Your objective: Render all the rows below as a numbered list, skipping blank lines. Omit the pictures from your list.

— Start of Source data —

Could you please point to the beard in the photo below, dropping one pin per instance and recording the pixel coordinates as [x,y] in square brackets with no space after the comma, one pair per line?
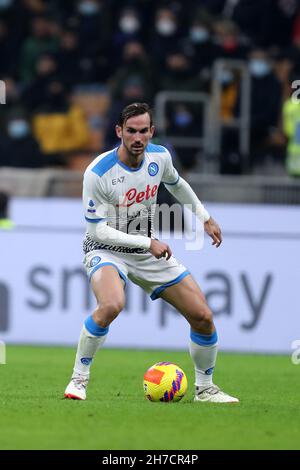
[135,151]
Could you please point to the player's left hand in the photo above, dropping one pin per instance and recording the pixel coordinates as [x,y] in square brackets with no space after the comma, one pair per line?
[213,230]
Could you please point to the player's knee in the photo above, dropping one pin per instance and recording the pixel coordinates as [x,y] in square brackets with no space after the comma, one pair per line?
[203,319]
[108,311]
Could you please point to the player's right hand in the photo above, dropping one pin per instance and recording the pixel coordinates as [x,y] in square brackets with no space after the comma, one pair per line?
[160,250]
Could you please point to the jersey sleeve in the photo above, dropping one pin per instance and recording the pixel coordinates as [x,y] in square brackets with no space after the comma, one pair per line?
[170,174]
[94,199]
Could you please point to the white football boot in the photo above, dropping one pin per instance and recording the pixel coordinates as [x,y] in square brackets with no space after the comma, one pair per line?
[213,394]
[76,389]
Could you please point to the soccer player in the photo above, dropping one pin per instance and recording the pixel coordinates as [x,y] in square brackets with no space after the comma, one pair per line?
[116,248]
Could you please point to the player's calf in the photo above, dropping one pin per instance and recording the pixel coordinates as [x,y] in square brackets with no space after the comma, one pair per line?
[106,313]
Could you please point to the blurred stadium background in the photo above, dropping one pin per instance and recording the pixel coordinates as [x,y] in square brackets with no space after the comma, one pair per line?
[220,75]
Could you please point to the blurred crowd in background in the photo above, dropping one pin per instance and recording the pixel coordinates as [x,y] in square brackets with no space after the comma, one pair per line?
[69,67]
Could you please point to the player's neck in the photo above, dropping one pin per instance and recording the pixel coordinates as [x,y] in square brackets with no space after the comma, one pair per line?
[128,159]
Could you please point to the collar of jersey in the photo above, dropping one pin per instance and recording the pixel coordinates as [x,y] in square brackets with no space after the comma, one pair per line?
[128,167]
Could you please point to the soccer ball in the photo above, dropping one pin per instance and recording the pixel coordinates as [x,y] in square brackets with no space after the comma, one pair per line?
[165,381]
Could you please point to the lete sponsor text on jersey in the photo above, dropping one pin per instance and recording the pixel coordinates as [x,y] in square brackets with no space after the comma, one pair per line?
[132,196]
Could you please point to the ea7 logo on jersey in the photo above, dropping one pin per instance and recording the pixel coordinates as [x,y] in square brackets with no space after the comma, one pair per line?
[118,180]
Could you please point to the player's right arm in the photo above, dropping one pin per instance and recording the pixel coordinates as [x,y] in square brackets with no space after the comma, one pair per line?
[96,209]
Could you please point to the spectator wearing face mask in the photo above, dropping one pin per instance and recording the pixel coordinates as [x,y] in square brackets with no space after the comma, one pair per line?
[265,103]
[19,148]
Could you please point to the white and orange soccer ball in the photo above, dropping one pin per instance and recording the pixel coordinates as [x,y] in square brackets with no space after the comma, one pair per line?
[165,382]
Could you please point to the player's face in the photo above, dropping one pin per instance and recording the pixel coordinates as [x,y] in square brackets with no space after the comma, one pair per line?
[135,134]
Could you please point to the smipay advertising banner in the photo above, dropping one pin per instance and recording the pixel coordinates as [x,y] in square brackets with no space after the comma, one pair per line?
[251,282]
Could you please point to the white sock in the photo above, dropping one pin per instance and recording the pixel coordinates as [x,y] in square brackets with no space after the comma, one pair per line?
[204,357]
[88,345]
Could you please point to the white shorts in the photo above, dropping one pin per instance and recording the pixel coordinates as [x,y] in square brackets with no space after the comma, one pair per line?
[148,272]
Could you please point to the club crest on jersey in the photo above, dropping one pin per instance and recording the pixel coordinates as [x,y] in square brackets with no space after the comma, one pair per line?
[153,169]
[91,207]
[133,197]
[94,261]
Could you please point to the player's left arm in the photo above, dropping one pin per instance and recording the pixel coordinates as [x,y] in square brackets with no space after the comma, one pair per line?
[182,191]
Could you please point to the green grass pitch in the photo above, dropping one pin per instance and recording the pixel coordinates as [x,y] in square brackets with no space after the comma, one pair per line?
[33,414]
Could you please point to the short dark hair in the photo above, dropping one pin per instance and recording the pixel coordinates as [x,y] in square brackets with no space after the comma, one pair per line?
[134,109]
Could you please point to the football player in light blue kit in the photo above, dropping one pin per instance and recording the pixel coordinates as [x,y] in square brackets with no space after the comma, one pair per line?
[119,192]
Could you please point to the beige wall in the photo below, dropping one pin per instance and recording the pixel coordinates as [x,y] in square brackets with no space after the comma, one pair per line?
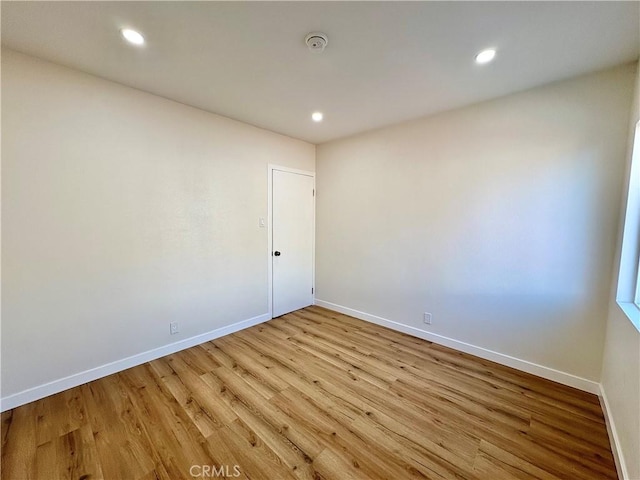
[621,365]
[122,212]
[500,219]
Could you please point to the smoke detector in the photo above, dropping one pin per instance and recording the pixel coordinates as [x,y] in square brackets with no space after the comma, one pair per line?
[316,42]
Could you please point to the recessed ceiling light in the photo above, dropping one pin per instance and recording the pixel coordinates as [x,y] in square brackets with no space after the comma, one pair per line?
[132,36]
[486,56]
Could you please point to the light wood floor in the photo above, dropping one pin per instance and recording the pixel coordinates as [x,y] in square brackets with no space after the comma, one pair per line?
[311,395]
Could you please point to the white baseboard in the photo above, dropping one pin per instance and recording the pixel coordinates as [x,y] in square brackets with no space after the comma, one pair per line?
[507,360]
[41,391]
[616,448]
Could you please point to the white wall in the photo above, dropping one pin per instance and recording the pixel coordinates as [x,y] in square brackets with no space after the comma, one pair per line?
[123,211]
[621,365]
[500,219]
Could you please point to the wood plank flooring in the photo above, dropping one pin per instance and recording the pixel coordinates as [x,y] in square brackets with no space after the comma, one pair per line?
[311,395]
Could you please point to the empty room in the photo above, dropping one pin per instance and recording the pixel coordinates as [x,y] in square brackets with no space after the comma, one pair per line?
[320,240]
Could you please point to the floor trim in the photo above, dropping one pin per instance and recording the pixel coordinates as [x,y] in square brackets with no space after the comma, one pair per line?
[56,386]
[614,440]
[507,360]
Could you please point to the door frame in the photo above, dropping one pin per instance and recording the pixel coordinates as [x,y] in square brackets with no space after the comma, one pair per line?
[270,168]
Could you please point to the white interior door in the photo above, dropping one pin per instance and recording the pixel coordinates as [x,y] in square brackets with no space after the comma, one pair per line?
[292,241]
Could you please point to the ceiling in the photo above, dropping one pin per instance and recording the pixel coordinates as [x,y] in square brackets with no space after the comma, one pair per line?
[385,62]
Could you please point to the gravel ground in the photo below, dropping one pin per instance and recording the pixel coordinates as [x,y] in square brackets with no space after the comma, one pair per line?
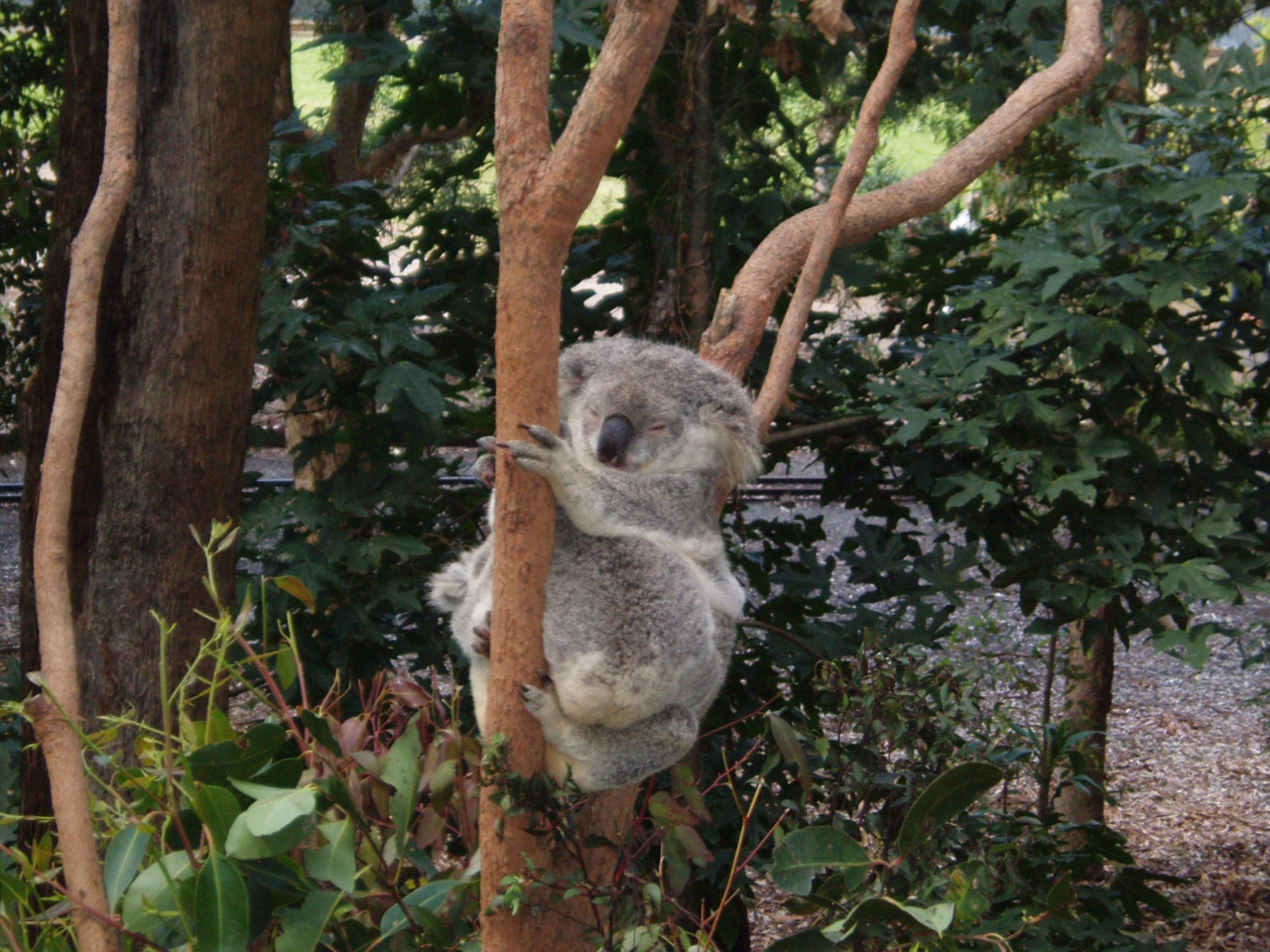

— End of Source data —

Correct response:
1. Could you please point to the beard in the photo below, dropping one pin per instance and recording the pixel coordinates as [x,y] in square brackets with no space after the comma, one pair per line?
2. [135,151]
3. Could you please point to the player's left hand in the photo above, dropping one pin per instance and recording the pixel coordinates as [x,y] in square brackets with no space after the comma, one pair per line?
4. [213,230]
5. Could you please point to the player's knee in the photo above, dropping one pin per instance and recording the pixel coordinates as [x,y] in square brackets with no space after the comma, one pair per line?
6. [203,319]
7. [108,311]
8. Could you please point to the player's right hand in the photo above, dropping one pin per instance and recording the pixel coordinates as [x,y] in square brackets with no space after the comma, one pair per line?
9. [160,250]
10. Could you please point to the jersey sleeve in the photo above, dropping one pin per instance and recording the pixel coordinates as [x,y] in square brackets with no space after the comma, one pair per line?
11. [170,174]
12. [94,199]
13. Could you please point to the white football boot in the photo above, dropping one pin per instance and recording the pixel coordinates as [x,y] in square brackets with no space after the comma, one pair per line?
14. [213,394]
15. [76,389]
16. Could you please point to the soccer player in the photo above, dropping one pin per instance and recording the pixel coordinates as [x,y] in square brackets with no space after the comma, one pair per line?
17. [116,248]
18. Could you please point to the player's calf in the photo above, dropping one pin per instance and recording the pixel coordinates as [x,y] in square brackets with no space after the comma, one pair per line?
19. [106,313]
20. Could you please point to the blurred stadium background in the photo above, dropping one pin per instance and recording the pixel coordinates as [x,y] in square brackets with no space after the comma, one pair per line?
21. [220,75]
22. Could you please point to the blurred crowd in background in the photo above, dropping one pin per instance and recording the pixel coordinates as [x,y] in square brackets with no space after the comma, one pair per line?
23. [69,67]
24. Could you please point to the player's neck in the photo above, dropping one pin per instance and recording the pixel coordinates as [x,y] in square brackets with no space after the comma, one pair per line?
25. [128,159]
26. Could you please point to the collar of jersey in the photo above, dropping one pin per instance and recording the pixel coordinates as [x,y] in square brackets with no space after the comma, one pair per line?
27. [128,167]
28. Could you please point to the soccer ball in the photo above, dropping one pin per instance and recording the pixel coordinates as [x,y] in square brackets with no space after the comma, one pair per line?
29. [165,381]
30. Could you please point to the lete sponsor text on jersey in the photo above, dropping one pin per instance and recording the pixel coordinates as [x,y] in square brackets with no space after the comma, one pair per line?
31. [132,196]
32. Could you please point to the ea7 logo on jersey in the photo above, dropping one pin per instance and recording the pixel coordinates as [x,y] in square brackets with no space after the comma, one pair per line?
33. [118,180]
34. Could you please point to the player's right arm in the photo above, dropping one pin per instance and recording the pixel coordinates as [x,y] in square brackets with no space after the comma, one pair per line?
35. [96,209]
36. Could you please point to the spectator wearing face mask in the photo above, dropping one pin per instance and recording the pixel coordinates as [x,y] in square brackets with no space after the comma, one pair per line?
37. [265,103]
38. [19,148]
39. Could you please point to the white and orange soccer ball in the photo above, dropping one pin per instance and recording the pixel coordinates as [x,y] in square brackets with no space after the comma, one pair per line?
40. [165,382]
41. Could you please point to the player's face in the photo above, dropping one pin per instance and recording the pixel coordinates as [x,y] in square brackets with no space after the comma, one pair per line?
42. [135,134]
43. Could you please point to the smipay advertising banner in the photo above, dropping one pin per instance and recording the pixel coordinates as [x,y] in square brackets with no space after the comma, one pair per line?
44. [251,282]
45. Could you please point to the white sock in the photo above, dropping one pin per instance and recording the pixel coordinates as [x,y] in square brackets with no space after the comma, one pair per line?
46. [204,357]
47. [88,345]
48. Could you please point to the white shorts in the photo above, dropping one pin per instance and recording the pixel coordinates as [x,y] in square brackets with no space after the comma, one pair per line?
49. [148,272]
50. Could you please point to the club crest on jersey in the photo above, dropping one pin per instance and recording the pixel coordinates as [x,y] in square brackets with no space after the comma, one pair per line?
51. [153,169]
52. [91,207]
53. [133,197]
54. [94,261]
55. Could you please point to the player's left arm in the photo above, dropping one pin per instance and recording the pixel coordinates as [x,y] in square brackets with no space after the comma, one pair per line?
56. [182,191]
57. Could you please point to the green grass pitch in the photo above, dropping one pin per instance and recording the pixel coordinates as [x,y] in square brackets with no space after the comma, one pair per line?
58. [33,414]
59. Could you please point to the short dark hair in the photo above, dropping one pin per instance and recording the pixel coordinates as [x,y] in square brackets with no space after the comma, one pair per line?
60. [134,109]
61. Could you please point to the football player in light blue kit in the photo above, dropping one pin per instance and recording the pixel coordinates as [x,y] in square brackets with no space after the comma, one pair per line?
62. [119,192]
63. Could you please point to the beige wall in the photo below, dropping one pin per instance and recording the pixel coordinates as [x,y] in square brackets with no space after the comma, one pair per line?
64. [621,365]
65. [122,212]
66. [500,219]
67. Could you please point to the smoke detector in the photo above, dropping one pin per instance and recording the pixel coordinates as [x,y] in square brackets with no space after the comma, one pair per line?
68. [316,42]
69. Could you please point to the recessed ceiling light in the photo above, dropping one pin per instance and recording the pixel coordinates as [x,y] in square brackets with no space after the comma, one pair per line?
70. [132,36]
71. [486,56]
72. Could you please point to the light wood floor in the photo above, dropping one pin per instance and recording the pixel coordinates as [x,y] in square brackets with no space after the comma, one pair per line?
73. [311,395]
74. Could you please point to the white baseboard in the photo above, dropping one pin per instance and recording the pixel coordinates as [x,y] in square brackets with no space after the comma, one pair per line?
75. [507,360]
76. [41,391]
77. [616,448]
78. Could you please point to the white wall in the photo above, dropping one pin per instance and recording the pixel coordinates as [x,y] in square brackets with no space after the comma, one pair per line?
79. [123,211]
80. [621,365]
81. [500,219]
82. Could you please point to the wood plank flooring in the photo above, dropping one pin per instance and recording the pixel coordinates as [x,y] in square brackets with no space after the comma, one pair per line?
83. [311,395]
84. Could you please point to the empty room in the photo above, dropping one pin per instance and recording the pixel coordinates as [x,y] in square brackets with no space after the comma, one pair per line?
85. [320,240]
86. Could you please point to the floor trim in the photo above, dropping one pin per instance and recording the pixel coordinates as [x,y] in square brackets with no space after the comma, one pair per line?
87. [56,386]
88. [614,440]
89. [507,360]
90. Could you please point to the door frame in the photo above, dropping one pin per instance and recording the pixel coordinates as [x,y] in square brackets with no space after the comma, one pair per line?
91. [270,168]
92. Could you please point to the white interior door in the photo above, dropping one pin per instance and recording the pixel coordinates as [x,y] in square brackets with no space after the comma, one pair per line?
93. [292,241]
94. Could you please point to the ceiling in the photo above, dropping one pin per instance and recording the pixel coordinates as [x,y] in square brackets with no space after the comma, one pair per line?
95. [385,62]
96. Could you please point to the gravel ground in the photo below, dropping one pin per instance and recording the pixel coordinates as [x,y] in square brackets with no space after the comma, one pair per line?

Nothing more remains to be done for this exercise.